_Extrait du texte:_

▶

«Nous de­vons être ac­teurs du chan­ge­ment»

Fin octobre, le groupe professionnel Architecture (BGA) de la SIA et le Conseil suisse de l’architecture distingueront les meilleurs travaux de master de la relève en architecture. Philippe Jorisch, président du BGA, et Johannes Käferstein, président dudit Conseil, reviennent sur les questions soulevées par les projets en compétition et les contours d’un métier en pleine mutation.

Date de publication
12-10-2022

Espazium: Quelles réflexions ont guidé le nouveau lancement du Prix Master Architecture de la SIA?
Johannes Käferstein: À l’origine, le bassin de candidats était limité aux diplômés des trois hautes écoles universitaires suisses, à savoir l’ETH Zurich, l’EPF Lausanne et l’Accademia di Architettura de Mendrisio. Depuis la réforme de Bologne, les hautes écoles spécialisées aussi proposent des cursus de master. Il y a bien des années, Harry Gugger, ancien vice-président du Conseil de l’architecture, avait soumis à la SIA l’idée de refondre le Prix Master. Un bon bout de temps s’est ensuite écoulé jusqu’à ce que nous l’organisions pour la première fois dans sa forme actuelle.

Philippe Jorisch: L’édition 2016 a été la dernière dans l’ancien format, mais le BGA a toujours eu à cœur de faire revivre ce Prix. Il y a quelques années, un groupe de travail s’était formé à cette fin, avait approché le Conseil de l’architecture et s’était attelé à en repenser les modalités. Désormais, les hautes écoles réalisent une présélection qui correspond à un pourcentage donné de l’ensemble des travaux remis – ce qui a fait émerger 33 projets en tout. Puis un jury indépendant – c’est-à-dire qui ne compte en son sein ni membres du BGA, ni du Conseil de l’architecture, et qui n’est pas en lien avec les hautes écoles – les évalue. Nous tenons à ce que le jury se compose d’architectes en exercice qui ont déjà réalisé des projets exigeants. De plus, une représentation équilibrée est assurée, que ce soit au niveau des régions linguistiques ou des âges. Nous avons assisté aux délibérations des jurés en notre qualité de représentants de la SIA mais ne disposions pas du droit de vote.

La participation au Prix Master est ouverte à toutes les hautes écoles suisses qui proposent une filière de master en architecture. Toutefois, ces cursus divergent d’une école à l’autre, ce qui soulève des questions quant à la comparabilité des travaux de master...

◀

_Section des données:_
▶

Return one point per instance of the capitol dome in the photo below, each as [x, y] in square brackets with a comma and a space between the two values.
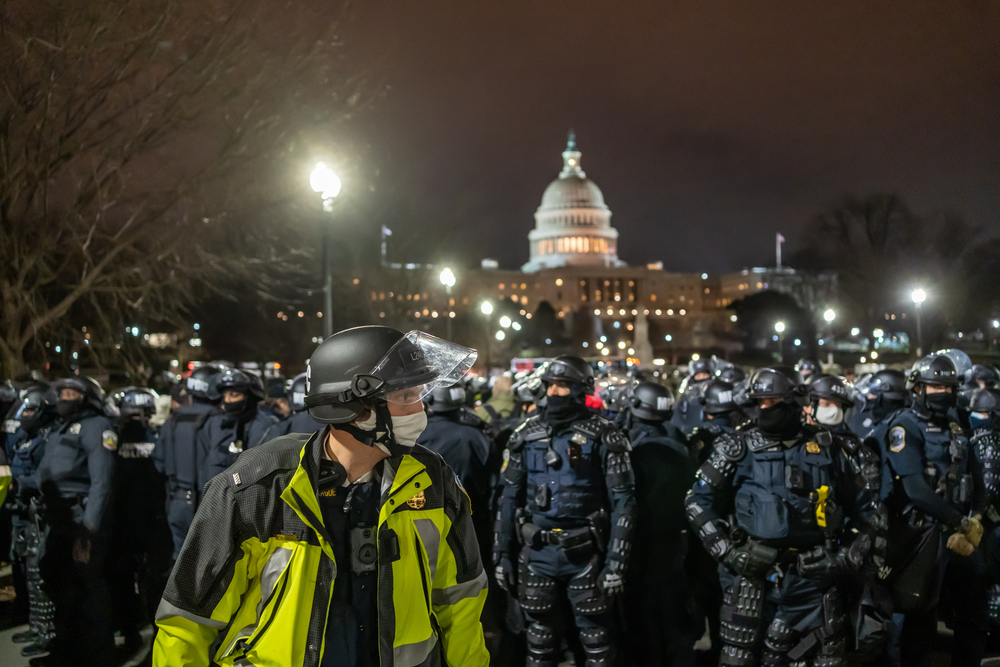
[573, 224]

◀
▶

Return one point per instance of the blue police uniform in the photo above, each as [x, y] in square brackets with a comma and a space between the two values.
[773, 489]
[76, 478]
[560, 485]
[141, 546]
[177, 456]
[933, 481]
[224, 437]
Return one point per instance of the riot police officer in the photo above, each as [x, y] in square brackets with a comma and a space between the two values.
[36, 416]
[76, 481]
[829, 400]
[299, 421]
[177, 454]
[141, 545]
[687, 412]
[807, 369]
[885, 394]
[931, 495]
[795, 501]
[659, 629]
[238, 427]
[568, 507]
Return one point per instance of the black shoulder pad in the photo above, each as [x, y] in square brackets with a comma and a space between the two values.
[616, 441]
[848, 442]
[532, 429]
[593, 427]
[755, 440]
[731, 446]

◀

_Volets de l'exercice:_
• A. Recopiez, s'il vous plaît, le passage de l'entretien qui commence aux mots « La participation au » et s'arrête après les mots « travaux de master... ».
• B. Selon l'entretien, combien de projets la présélection réalisée par les hautes écoles a-t-elle fait émerger ?
Les enregistrements constituent un matériau distinct de l'entretien.

_Réponses:_
• A.
La participation au Prix Master est ouverte à toutes les hautes écoles suisses qui proposent une filière de master en architecture. Toutefois, ces cursus divergent d’une école à l’autre, ce qui soulève des questions quant à la comparabilité des travaux de master...

• B. 33 projets en tout.